◆ What to do:
Repeat what the lines below say, word for word, and skip every image.

◆ Data in this exercise:
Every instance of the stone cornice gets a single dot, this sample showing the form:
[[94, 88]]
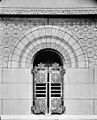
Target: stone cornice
[[44, 11]]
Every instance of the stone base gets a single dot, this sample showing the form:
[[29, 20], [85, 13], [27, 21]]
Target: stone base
[[49, 117]]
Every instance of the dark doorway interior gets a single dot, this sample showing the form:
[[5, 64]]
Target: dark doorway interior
[[48, 56]]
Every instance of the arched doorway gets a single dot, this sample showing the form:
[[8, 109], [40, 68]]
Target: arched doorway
[[48, 87]]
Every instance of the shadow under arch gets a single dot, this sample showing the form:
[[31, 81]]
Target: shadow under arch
[[48, 56]]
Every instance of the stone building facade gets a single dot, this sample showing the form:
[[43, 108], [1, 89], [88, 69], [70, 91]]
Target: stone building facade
[[72, 33]]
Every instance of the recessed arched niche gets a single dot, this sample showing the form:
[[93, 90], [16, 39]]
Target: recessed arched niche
[[48, 82]]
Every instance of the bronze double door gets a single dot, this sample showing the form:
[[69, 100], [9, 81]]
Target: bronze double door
[[48, 90]]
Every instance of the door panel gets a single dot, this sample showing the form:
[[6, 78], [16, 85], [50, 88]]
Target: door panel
[[48, 88]]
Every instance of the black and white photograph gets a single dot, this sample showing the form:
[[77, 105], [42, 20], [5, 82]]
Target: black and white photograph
[[48, 59]]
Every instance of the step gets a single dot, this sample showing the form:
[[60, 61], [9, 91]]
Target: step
[[48, 117]]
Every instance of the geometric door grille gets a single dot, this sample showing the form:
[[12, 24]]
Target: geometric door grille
[[48, 89]]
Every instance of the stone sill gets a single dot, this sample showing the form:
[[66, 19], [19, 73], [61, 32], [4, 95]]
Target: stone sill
[[48, 117]]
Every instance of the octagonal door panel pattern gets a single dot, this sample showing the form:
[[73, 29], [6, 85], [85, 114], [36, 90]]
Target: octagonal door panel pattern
[[48, 89]]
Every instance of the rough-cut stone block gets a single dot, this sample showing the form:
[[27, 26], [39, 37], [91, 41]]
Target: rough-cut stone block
[[79, 75], [79, 107], [17, 76], [81, 91], [17, 107], [17, 91]]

◆ Exercise answer:
Every instance of the stone cornice gets a single dot, this sample showing the form:
[[94, 88]]
Target: stone cornice
[[44, 11]]
Every instance of the stone base gets a single dot, this sample showing the form:
[[29, 20], [85, 13], [27, 21]]
Target: stone base
[[49, 117]]
Every instance of the dark doorway interior gets a single dot, this sample showing the form:
[[5, 64]]
Target: dark doorway interior
[[48, 56]]
Every instance of the arched doorway gets a single dot, this sample showing the form:
[[8, 109], [40, 68]]
Target: arched doorway
[[48, 87]]
Every instance of the shadow under arch gets a single dot, this sample showing the form:
[[31, 81]]
Target: shadow under arch
[[48, 56]]
Every instance of the stone building facade gets a single dot, this sample showing the form:
[[43, 108], [1, 89], [88, 69], [70, 91]]
Target: stone building facade
[[72, 33]]
Every instance of the recessed arched niche gets a single dot, this sample showing the form:
[[93, 90], [16, 39]]
Target: recessed arched niche
[[48, 82]]
Every instance of the bronze double door gets a single dot, this sample showing the form:
[[69, 100], [9, 81]]
Target: bronze double door
[[48, 90]]
Every instance of the door panel gets a single dot, this sample showing the form:
[[6, 78], [16, 85], [50, 88]]
Target: door panel
[[48, 88]]
Every instance of the black and white photograph gets a single dot, this sample showing the form:
[[77, 105], [42, 20], [5, 82]]
Target: black and white photograph
[[48, 59]]
Every instance of the step gets a single dot, this sample showing the form:
[[60, 61], [9, 91]]
Target: step
[[48, 117]]
Every instance of the geometric door grille gets a single dot, this sample showing the form:
[[12, 24]]
Target: geometric door grille
[[48, 89]]
Every instance of the stone sill gets a single dot, this sample showing the form:
[[66, 19], [19, 73], [61, 32], [4, 95]]
Target: stone sill
[[48, 117]]
Every instance of the octagonal door panel pattern gets a single dot, this sample showing the form:
[[73, 29], [6, 85], [85, 114], [36, 90]]
Target: octagonal door panel pattern
[[48, 89]]
Every instance of the rough-cut stone block gets a single dot, this sample showing the form:
[[27, 26], [39, 37], [91, 41]]
Target: rough-cut stone block
[[79, 75], [79, 107], [17, 76], [81, 91], [17, 107], [17, 91]]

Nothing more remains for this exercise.